### INSTRUCTIONS TO FOLLOW
Please output each line of the data exactly as it appears.

### STUDY MATERIAL

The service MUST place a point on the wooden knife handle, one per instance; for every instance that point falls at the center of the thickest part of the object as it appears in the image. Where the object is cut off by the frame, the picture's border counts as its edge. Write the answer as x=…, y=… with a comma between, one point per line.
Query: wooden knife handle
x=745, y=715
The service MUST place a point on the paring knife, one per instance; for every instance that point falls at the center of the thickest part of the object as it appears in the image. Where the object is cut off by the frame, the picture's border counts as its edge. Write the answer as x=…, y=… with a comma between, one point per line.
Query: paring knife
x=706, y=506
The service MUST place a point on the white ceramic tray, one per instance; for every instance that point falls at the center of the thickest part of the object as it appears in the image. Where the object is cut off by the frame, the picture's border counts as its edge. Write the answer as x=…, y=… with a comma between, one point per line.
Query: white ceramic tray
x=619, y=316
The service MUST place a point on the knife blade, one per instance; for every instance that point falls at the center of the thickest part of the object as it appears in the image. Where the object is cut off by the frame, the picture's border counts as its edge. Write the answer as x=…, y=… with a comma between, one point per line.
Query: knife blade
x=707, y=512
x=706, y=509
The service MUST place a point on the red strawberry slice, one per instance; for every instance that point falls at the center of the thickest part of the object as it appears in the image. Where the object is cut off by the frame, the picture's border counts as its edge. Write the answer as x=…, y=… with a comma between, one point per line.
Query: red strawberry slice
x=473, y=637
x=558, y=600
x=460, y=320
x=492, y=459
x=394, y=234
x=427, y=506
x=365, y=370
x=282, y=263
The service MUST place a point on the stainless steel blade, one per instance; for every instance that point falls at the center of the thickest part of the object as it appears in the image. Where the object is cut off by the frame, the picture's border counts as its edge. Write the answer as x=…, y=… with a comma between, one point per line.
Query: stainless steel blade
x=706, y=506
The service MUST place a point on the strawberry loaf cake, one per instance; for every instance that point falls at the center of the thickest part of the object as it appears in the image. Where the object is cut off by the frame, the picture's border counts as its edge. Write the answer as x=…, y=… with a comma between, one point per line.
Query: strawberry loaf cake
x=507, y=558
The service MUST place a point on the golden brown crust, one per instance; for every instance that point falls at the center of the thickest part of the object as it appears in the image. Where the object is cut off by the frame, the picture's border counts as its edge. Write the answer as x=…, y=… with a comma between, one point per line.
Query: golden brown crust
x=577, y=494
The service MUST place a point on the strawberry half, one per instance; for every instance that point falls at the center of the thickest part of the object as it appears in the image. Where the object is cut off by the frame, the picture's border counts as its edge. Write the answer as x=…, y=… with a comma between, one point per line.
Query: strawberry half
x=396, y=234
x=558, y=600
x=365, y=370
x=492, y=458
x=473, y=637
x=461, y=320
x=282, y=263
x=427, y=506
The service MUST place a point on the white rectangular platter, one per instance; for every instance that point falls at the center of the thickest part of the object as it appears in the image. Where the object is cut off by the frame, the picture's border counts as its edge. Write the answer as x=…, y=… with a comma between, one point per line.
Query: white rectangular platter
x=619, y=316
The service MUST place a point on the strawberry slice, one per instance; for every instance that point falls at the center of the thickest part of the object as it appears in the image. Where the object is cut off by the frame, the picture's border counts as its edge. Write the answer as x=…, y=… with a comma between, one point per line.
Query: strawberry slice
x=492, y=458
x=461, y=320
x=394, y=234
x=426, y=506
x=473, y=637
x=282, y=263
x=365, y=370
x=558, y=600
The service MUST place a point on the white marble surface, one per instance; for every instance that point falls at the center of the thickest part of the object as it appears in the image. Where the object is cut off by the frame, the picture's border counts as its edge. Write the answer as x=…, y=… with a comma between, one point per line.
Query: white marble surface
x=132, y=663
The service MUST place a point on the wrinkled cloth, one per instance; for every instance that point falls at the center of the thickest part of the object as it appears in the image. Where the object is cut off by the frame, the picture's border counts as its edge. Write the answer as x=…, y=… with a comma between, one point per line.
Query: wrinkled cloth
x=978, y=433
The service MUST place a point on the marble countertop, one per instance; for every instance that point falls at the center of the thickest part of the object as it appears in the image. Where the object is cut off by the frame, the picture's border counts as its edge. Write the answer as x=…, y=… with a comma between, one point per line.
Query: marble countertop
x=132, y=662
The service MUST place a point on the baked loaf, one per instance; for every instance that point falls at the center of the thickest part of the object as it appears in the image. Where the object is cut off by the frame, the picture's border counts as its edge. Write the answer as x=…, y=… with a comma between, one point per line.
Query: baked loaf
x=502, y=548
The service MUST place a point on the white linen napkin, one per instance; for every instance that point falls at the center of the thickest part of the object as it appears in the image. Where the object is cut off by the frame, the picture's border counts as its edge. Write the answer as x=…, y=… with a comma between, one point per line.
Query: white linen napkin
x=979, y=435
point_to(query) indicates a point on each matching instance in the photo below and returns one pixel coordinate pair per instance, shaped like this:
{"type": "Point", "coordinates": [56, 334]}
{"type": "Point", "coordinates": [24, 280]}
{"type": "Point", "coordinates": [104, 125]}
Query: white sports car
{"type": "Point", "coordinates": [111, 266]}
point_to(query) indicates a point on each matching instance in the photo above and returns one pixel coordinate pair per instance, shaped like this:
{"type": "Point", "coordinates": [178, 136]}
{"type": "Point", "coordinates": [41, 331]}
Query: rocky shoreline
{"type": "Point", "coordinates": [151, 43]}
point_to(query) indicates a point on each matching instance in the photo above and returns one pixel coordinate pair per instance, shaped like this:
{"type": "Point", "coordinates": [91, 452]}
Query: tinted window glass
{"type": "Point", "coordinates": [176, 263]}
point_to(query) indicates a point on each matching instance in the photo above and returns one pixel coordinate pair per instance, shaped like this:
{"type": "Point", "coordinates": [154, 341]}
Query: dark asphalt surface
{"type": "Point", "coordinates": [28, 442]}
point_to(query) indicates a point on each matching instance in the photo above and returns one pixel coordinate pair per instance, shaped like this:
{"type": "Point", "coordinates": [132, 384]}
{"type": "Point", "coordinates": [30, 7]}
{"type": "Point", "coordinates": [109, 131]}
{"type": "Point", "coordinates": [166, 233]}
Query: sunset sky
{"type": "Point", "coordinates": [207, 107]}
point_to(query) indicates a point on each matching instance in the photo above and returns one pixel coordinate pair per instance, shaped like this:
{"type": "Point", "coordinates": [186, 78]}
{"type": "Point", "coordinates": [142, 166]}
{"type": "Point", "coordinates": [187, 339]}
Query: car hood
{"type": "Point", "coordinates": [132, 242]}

### REPLY
The service MUST place a point on the wooden knife handle, one per instance; for every instance that point falls at the center of the thickest part of the object as it appears in the image. Where the object is cut off by the frame, the picture's border counts as its edge. Write the answer as x=…, y=… with a comma between, one point per line.
Query: wooden knife handle
x=745, y=715
The service MUST place a point on the paring knife, one per instance; for every instance that point falls at the center of the thickest part of the object as it appears in the image. Where the object is cut off by the frame, the picture's border counts as its edge. Write the answer as x=…, y=… with a comma between, one point per line.
Query: paring knife
x=706, y=506
The service MUST place a point on the white ceramic tray, one per instance; for every instance that point falls at the center of the thickest part of the object as it appears in the image. Where the object is cut off by the frame, the picture's border counts as its edge. Write the answer as x=…, y=… with a comma between, one point per line.
Query: white ceramic tray
x=619, y=316
The service MUST place a point on the knife blade, one per instance; for every instance that point falls at the center of the thickest part of the object as it appears in the image. Where the object is cut off by the frame, the picture's border counts as its edge. Write the answer as x=…, y=… with a comma between, one point per line.
Query: knife blade
x=707, y=512
x=706, y=509
The service MUST place a point on the red strawberry slice, one per instance; for every instance that point falls at the center of the thickest part of the object as it appears in the image. Where the object is cut off by the frame, the picture's border counts as its edge. Write the answer as x=…, y=… with a comma between, one point per line.
Query: red strawberry slice
x=473, y=637
x=558, y=600
x=460, y=320
x=492, y=459
x=394, y=234
x=427, y=506
x=365, y=370
x=282, y=263
The service MUST place a point on the stainless steel blade, one per instance; for every instance that point falls at the center of the thickest part of the object as it appears in the image. Where the object is cut off by the frame, the picture's border counts as its edge. Write the answer as x=…, y=… with a comma between, one point per line.
Query: stainless steel blade
x=706, y=506
The service MUST place a point on the strawberry loaf cake, one per instance; for every instance that point falls at the center of the thickest part of the object as it appears in the image. Where the object is cut off by the frame, the picture's border counts as its edge. Write the answer as x=…, y=… with a comma between, one point per line.
Query: strawberry loaf cake
x=507, y=558
The service MUST place a point on the golden brown crust, one per instance; for every instance that point falls at the center of the thickest part of the object as it appears in the image. Where the object is cut off by the frame, the picture's border counts as its edge. Write the answer as x=…, y=… with a comma between, one point per line.
Query: golden brown crust
x=577, y=494
The service MUST place a point on the strawberry half, one per instance; for every instance that point falls at the center of the thickest part of the object as it appears in the image. Where the object is cut off by the frame, the picture's border counts as its edge. Write the answer as x=…, y=… with a comma between, one point per line.
Query: strawberry half
x=396, y=234
x=558, y=600
x=365, y=370
x=492, y=458
x=473, y=637
x=461, y=320
x=282, y=263
x=427, y=506
The service MUST place a point on the white rectangular platter, one per instance; for every instance that point falls at the center of the thickest part of the object as it appears in the image. Where the object is cut off by the frame, the picture's border counts as its edge. Write the answer as x=…, y=… with a comma between, one point per line.
Query: white rectangular platter
x=619, y=316
The service MUST place a point on the strawberry slice, one per instance; for every instance that point falls at the center of the thickest part of the object as it appears in the image. Where the object is cut off by the frame, the picture's border counts as its edge. Write the answer as x=…, y=… with a comma between, one point per line.
Query: strawberry slice
x=492, y=458
x=461, y=320
x=394, y=234
x=426, y=506
x=473, y=637
x=282, y=263
x=365, y=370
x=558, y=600
The service MUST place a point on the white marble surface, one per instance; for every instance that point falls at the center of the thickest part of the object as it appears in the image. Where the object is cut off by the frame, the picture's border counts as its edge. Write the answer as x=…, y=… with a comma between, one point per line.
Query: white marble surface
x=132, y=663
The service MUST place a point on the wrinkled cloth, one per instance; for every instance that point falls at the center of the thickest part of the object as it appears in the image. Where the object is cut off by the frame, the picture's border counts as its edge. Write the answer as x=…, y=… with a comma between, one point per line.
Query: wrinkled cloth
x=978, y=433
The service MUST place a point on the marble countertop, one per instance; for every instance that point falls at the center of the thickest part of the object as it appears in the image. Where the object is cut off by the frame, the picture's border counts as its edge. Write the answer as x=…, y=… with a comma between, one point per line.
Query: marble countertop
x=132, y=662
The service MUST place a point on the baked loaf, one per instance; for every instance that point falls at the center of the thickest part of the object as it appears in the image. Where the object is cut off by the frame, the picture's border counts as its edge. Write the answer as x=…, y=… with a comma between, one point per line.
Query: baked loaf
x=502, y=548
The service MUST place a point on the white linen napkin, one per instance; for every instance that point falls at the center of the thickest part of the object as it appears in the image. Where the object is cut off by the frame, the picture's border counts as its edge. Write the answer as x=…, y=… with a comma between, one point per line.
Query: white linen napkin
x=979, y=435
point_to(query) indicates a point on each matching instance in the photo below and returns one pixel coordinate pair per instance, shaped like this:
{"type": "Point", "coordinates": [56, 334]}
{"type": "Point", "coordinates": [24, 280]}
{"type": "Point", "coordinates": [104, 125]}
Query: white sports car
{"type": "Point", "coordinates": [111, 266]}
point_to(query) indicates a point on each matching instance in the photo above and returns one pixel coordinate pair per instance, shaped like this:
{"type": "Point", "coordinates": [178, 136]}
{"type": "Point", "coordinates": [41, 331]}
Query: rocky shoreline
{"type": "Point", "coordinates": [151, 43]}
point_to(query) indicates a point on each matching instance in the photo above and returns one pixel coordinate pair per instance, shaped like this:
{"type": "Point", "coordinates": [91, 452]}
Query: tinted window glass
{"type": "Point", "coordinates": [176, 263]}
point_to(query) indicates a point on each matching instance in the photo above and returns one pixel coordinate pair per instance, shaped like this:
{"type": "Point", "coordinates": [154, 341]}
Query: dark asphalt surface
{"type": "Point", "coordinates": [28, 442]}
point_to(query) indicates a point on each matching instance in the photo above and returns one pixel coordinate pair per instance, shaped like this:
{"type": "Point", "coordinates": [132, 384]}
{"type": "Point", "coordinates": [30, 7]}
{"type": "Point", "coordinates": [109, 131]}
{"type": "Point", "coordinates": [166, 233]}
Query: sunset sky
{"type": "Point", "coordinates": [207, 107]}
point_to(query) indicates a point on each matching instance in the photo above and returns one pixel coordinate pair per instance, shaped like this:
{"type": "Point", "coordinates": [186, 78]}
{"type": "Point", "coordinates": [142, 166]}
{"type": "Point", "coordinates": [187, 339]}
Query: car hood
{"type": "Point", "coordinates": [132, 242]}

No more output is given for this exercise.